● 任务目标 1
请数出下列条目中含有字符串“license”的行共有几行，大小写须严格区分，只写出这个数字。

● 原文
..........

至此我们完成的模型的创建，接下里需要完成模型的编译：

model.compile(optimizer=keras.optimizers.RMSprop(1e-3),
              loss=[keras.losses.BinaryCrossentropy(from_logits=True),
                      keras.losses.CategoricalCrossentropy(from_logits=True)],
              loss_weights=[1., 0.2])

如上，我们可以为输出赋予不同的误差函数，以帮助我们控制他们两个输出对误差的贡献。由于我们已经为输出层赋予了名字，我们也可以使用如下方式编译：

model.compile(optimizer=keras.optimizers.RMSprop(1e-3),
              loss={'priority':keras.losses.BinaryCrossentropy(from_logits=True),
                      'department': keras.losses.CategoricalCrossentropy(from_logits=True)},
              loss_weights=[1., 0.2])

接下来进行训练，对于在NumPy产生的数据：

import numpy as np

# Dummy input data
title_data = np.random.randint(num_words, size=(1280, 10))
body_data = np.random.randint(num_words, size=(1280, 100))
tags_data = np.random.randint(2, size=(1280, num_tags)).astype('float32')
# Dummy target data
priority_targets = np.random.random(size=(1280, 1))
dept_targets = np.random.randint(2, size=(1280, num_departments))

model.fit({'title': title_data, 'body': body_data, 'tags': tags_data},
          {'priority': priority_targets, 'department': dept_targets},
          epochs=2,
          batch_size=32)

当我们使用Dataset对象时，它要么yield数组元组：([title_data, body_data, tags_data], [priority_targets, dept_targets])，要么yield字典元组：({'title': title_data, 'body': body_data, 'tags': tags_data}, {'priority': priority_targets, 'department': dept_targets})。

一个简单的残差网络模型

函数式API还可以创建非线性的模型，一个常见的应用是构建残差模型：

inputs = keras.Input(shape=(32, 32, 3), name='img')
x = layers.Conv2D(32, 3, activation='relu')(inputs)
x = layers.Conv2D(64, 3, activation='relu')(x)
block_1_output = layers.MaxPooling2D(3)(x)

x = layers.Conv2D(64, 3, activation='relu', padding='same')(block_1_output)
x = layers.Conv2D(64, 3, activation='relu', padding='same')(x)
block_2_output = layers.add([x, block_1_output])

x = layers.Conv2D(64, 3, activation='relu', padding='same')(block_2_output)
x = layers.Conv2D(64, 3, activation='relu', padding='same')(x)
block_3_output = layers.add([x, block_2_output])

x = layers.Conv2D(64, 3, activation='relu')(block_3_output)
x = layers.GlobalAveragePooling2D()(x)
x = layers.Dense(256, activation='relu')(x)
x = layers.Dropout(0.5)(x)
outputs = layers.Dense(10)(x)

model = keras.Model(inputs, outputs, name='toy_resnet')
model.summary()

训练方法如下：

(x_train, y_train), (x_test, y_test) = keras.datasets.cifar10.load_data()
x_train = x_train.astype('float32') / 255.
x_test = x_test.astype('float32') / 255.
y_train = keras.utils.to_categorical(y_train, 10)

..........

● 待处理材料
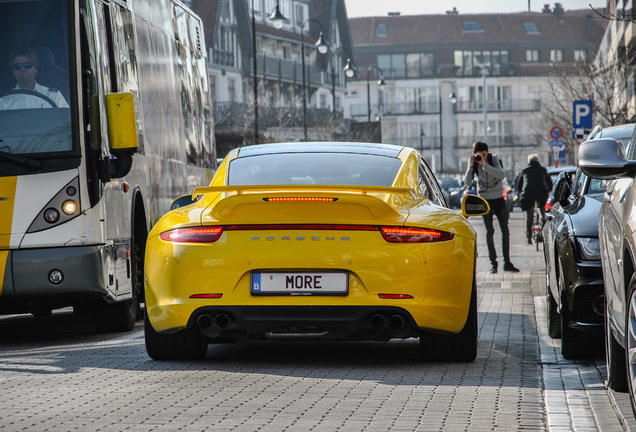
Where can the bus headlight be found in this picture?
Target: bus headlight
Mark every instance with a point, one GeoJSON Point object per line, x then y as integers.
{"type": "Point", "coordinates": [51, 215]}
{"type": "Point", "coordinates": [69, 207]}
{"type": "Point", "coordinates": [62, 207]}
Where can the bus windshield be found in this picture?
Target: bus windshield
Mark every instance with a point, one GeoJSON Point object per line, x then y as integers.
{"type": "Point", "coordinates": [35, 86]}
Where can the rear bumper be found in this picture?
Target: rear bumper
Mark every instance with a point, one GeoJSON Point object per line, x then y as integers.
{"type": "Point", "coordinates": [26, 275]}
{"type": "Point", "coordinates": [586, 296]}
{"type": "Point", "coordinates": [329, 322]}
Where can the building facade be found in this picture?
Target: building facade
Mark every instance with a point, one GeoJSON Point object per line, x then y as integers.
{"type": "Point", "coordinates": [290, 105]}
{"type": "Point", "coordinates": [449, 80]}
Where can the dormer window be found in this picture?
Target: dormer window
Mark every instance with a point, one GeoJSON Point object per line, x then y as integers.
{"type": "Point", "coordinates": [531, 28]}
{"type": "Point", "coordinates": [471, 26]}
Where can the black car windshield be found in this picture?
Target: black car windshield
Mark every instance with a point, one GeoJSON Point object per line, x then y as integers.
{"type": "Point", "coordinates": [345, 169]}
{"type": "Point", "coordinates": [34, 78]}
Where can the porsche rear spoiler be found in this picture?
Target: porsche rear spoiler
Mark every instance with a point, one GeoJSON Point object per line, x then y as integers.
{"type": "Point", "coordinates": [251, 204]}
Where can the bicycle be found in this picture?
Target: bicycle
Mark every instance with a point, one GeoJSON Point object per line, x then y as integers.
{"type": "Point", "coordinates": [537, 225]}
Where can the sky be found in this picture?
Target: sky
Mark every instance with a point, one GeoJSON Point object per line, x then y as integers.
{"type": "Point", "coordinates": [360, 8]}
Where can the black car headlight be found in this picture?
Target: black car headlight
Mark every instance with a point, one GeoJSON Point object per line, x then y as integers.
{"type": "Point", "coordinates": [589, 247]}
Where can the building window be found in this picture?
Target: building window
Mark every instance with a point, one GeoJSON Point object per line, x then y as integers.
{"type": "Point", "coordinates": [580, 56]}
{"type": "Point", "coordinates": [471, 26]}
{"type": "Point", "coordinates": [419, 65]}
{"type": "Point", "coordinates": [392, 66]}
{"type": "Point", "coordinates": [231, 90]}
{"type": "Point", "coordinates": [300, 14]}
{"type": "Point", "coordinates": [531, 28]}
{"type": "Point", "coordinates": [213, 88]}
{"type": "Point", "coordinates": [472, 63]}
{"type": "Point", "coordinates": [556, 56]}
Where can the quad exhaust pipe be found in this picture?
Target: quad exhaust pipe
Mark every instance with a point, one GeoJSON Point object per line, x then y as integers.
{"type": "Point", "coordinates": [212, 325]}
{"type": "Point", "coordinates": [394, 323]}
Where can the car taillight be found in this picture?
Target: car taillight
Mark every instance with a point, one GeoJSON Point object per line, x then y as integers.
{"type": "Point", "coordinates": [414, 235]}
{"type": "Point", "coordinates": [193, 235]}
{"type": "Point", "coordinates": [548, 205]}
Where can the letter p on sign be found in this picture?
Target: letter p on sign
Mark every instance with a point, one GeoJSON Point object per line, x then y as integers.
{"type": "Point", "coordinates": [583, 117]}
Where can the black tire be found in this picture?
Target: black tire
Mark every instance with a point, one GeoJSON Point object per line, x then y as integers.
{"type": "Point", "coordinates": [116, 317]}
{"type": "Point", "coordinates": [630, 340]}
{"type": "Point", "coordinates": [188, 344]}
{"type": "Point", "coordinates": [615, 360]}
{"type": "Point", "coordinates": [554, 318]}
{"type": "Point", "coordinates": [574, 344]}
{"type": "Point", "coordinates": [461, 347]}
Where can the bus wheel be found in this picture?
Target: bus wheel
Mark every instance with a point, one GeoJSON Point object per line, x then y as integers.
{"type": "Point", "coordinates": [116, 317]}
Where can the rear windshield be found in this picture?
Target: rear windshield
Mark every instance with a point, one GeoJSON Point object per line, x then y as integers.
{"type": "Point", "coordinates": [314, 168]}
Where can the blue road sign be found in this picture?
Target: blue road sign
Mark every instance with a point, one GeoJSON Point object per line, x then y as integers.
{"type": "Point", "coordinates": [583, 114]}
{"type": "Point", "coordinates": [556, 143]}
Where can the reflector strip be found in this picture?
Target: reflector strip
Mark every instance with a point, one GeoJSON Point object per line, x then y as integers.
{"type": "Point", "coordinates": [395, 296]}
{"type": "Point", "coordinates": [302, 227]}
{"type": "Point", "coordinates": [300, 199]}
{"type": "Point", "coordinates": [193, 235]}
{"type": "Point", "coordinates": [414, 235]}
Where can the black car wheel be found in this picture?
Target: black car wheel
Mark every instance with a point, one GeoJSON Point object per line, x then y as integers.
{"type": "Point", "coordinates": [461, 347]}
{"type": "Point", "coordinates": [554, 319]}
{"type": "Point", "coordinates": [630, 341]}
{"type": "Point", "coordinates": [573, 343]}
{"type": "Point", "coordinates": [187, 344]}
{"type": "Point", "coordinates": [615, 360]}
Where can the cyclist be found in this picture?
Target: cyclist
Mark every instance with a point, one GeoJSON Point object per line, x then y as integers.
{"type": "Point", "coordinates": [533, 187]}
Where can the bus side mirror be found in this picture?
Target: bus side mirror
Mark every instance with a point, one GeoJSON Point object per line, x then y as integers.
{"type": "Point", "coordinates": [122, 131]}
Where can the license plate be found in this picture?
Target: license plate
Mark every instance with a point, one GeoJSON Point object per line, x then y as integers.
{"type": "Point", "coordinates": [300, 283]}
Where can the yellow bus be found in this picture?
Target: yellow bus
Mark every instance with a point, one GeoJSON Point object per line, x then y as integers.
{"type": "Point", "coordinates": [104, 120]}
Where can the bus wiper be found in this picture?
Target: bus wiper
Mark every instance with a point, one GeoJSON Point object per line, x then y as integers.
{"type": "Point", "coordinates": [30, 163]}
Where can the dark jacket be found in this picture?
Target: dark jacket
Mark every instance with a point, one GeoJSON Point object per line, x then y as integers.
{"type": "Point", "coordinates": [534, 185]}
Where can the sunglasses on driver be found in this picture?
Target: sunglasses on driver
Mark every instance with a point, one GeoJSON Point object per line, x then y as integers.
{"type": "Point", "coordinates": [26, 65]}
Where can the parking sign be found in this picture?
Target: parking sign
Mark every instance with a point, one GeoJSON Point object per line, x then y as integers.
{"type": "Point", "coordinates": [582, 114]}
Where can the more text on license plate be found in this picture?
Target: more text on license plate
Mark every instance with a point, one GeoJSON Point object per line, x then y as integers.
{"type": "Point", "coordinates": [300, 283]}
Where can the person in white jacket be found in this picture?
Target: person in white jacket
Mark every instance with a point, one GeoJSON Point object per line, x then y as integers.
{"type": "Point", "coordinates": [490, 175]}
{"type": "Point", "coordinates": [24, 66]}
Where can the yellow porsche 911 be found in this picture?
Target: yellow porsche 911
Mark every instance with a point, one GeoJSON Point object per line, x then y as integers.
{"type": "Point", "coordinates": [314, 240]}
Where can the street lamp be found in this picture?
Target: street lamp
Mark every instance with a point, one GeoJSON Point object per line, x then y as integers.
{"type": "Point", "coordinates": [380, 82]}
{"type": "Point", "coordinates": [278, 20]}
{"type": "Point", "coordinates": [322, 46]}
{"type": "Point", "coordinates": [453, 100]}
{"type": "Point", "coordinates": [349, 70]}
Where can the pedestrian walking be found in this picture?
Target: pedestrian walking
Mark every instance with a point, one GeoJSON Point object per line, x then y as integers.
{"type": "Point", "coordinates": [534, 186]}
{"type": "Point", "coordinates": [490, 174]}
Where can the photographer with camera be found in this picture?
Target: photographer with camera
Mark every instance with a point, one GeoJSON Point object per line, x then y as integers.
{"type": "Point", "coordinates": [490, 174]}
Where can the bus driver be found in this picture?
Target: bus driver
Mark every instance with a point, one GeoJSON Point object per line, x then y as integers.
{"type": "Point", "coordinates": [24, 66]}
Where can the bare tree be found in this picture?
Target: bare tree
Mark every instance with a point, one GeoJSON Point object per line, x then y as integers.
{"type": "Point", "coordinates": [605, 83]}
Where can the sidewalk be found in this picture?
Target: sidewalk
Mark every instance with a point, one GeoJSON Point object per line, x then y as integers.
{"type": "Point", "coordinates": [574, 393]}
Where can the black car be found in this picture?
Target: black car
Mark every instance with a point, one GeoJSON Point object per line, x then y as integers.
{"type": "Point", "coordinates": [574, 277]}
{"type": "Point", "coordinates": [452, 188]}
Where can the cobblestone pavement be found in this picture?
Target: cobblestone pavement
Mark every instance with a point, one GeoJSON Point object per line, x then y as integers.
{"type": "Point", "coordinates": [519, 381]}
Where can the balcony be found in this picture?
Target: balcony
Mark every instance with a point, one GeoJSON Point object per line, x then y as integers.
{"type": "Point", "coordinates": [289, 71]}
{"type": "Point", "coordinates": [514, 105]}
{"type": "Point", "coordinates": [235, 116]}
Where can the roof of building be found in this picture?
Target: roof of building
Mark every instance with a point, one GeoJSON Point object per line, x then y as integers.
{"type": "Point", "coordinates": [573, 27]}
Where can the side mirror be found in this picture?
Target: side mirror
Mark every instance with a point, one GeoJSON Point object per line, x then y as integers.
{"type": "Point", "coordinates": [604, 159]}
{"type": "Point", "coordinates": [473, 205]}
{"type": "Point", "coordinates": [562, 190]}
{"type": "Point", "coordinates": [122, 131]}
{"type": "Point", "coordinates": [183, 201]}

..........

● 任务目标 2
请逐字抄录原文中“block_2_output = layers.add([x, block_1_output])”与“model.summary()”之间的部分，首尾两处均包括在内。

● 预期输出 1
4

● 预期输出 2
block_2_output = layers.add([x, block_1_output])

x = layers.Conv2D(64, 3, activation='relu', padding='same')(block_2_output)
x = layers.Conv2D(64, 3, activation='relu', padding='same')(x)
block_3_output = layers.add([x, block_2_output])

x = layers.Conv2D(64, 3, activation='relu')(block_3_output)
x = layers.GlobalAveragePooling2D()(x)
x = layers.Dense(256, activation='relu')(x)
x = layers.Dropout(0.5)(x)
outputs = layers.Dense(10)(x)

model = keras.Model(inputs, outputs, name='toy_resnet')
model.summary()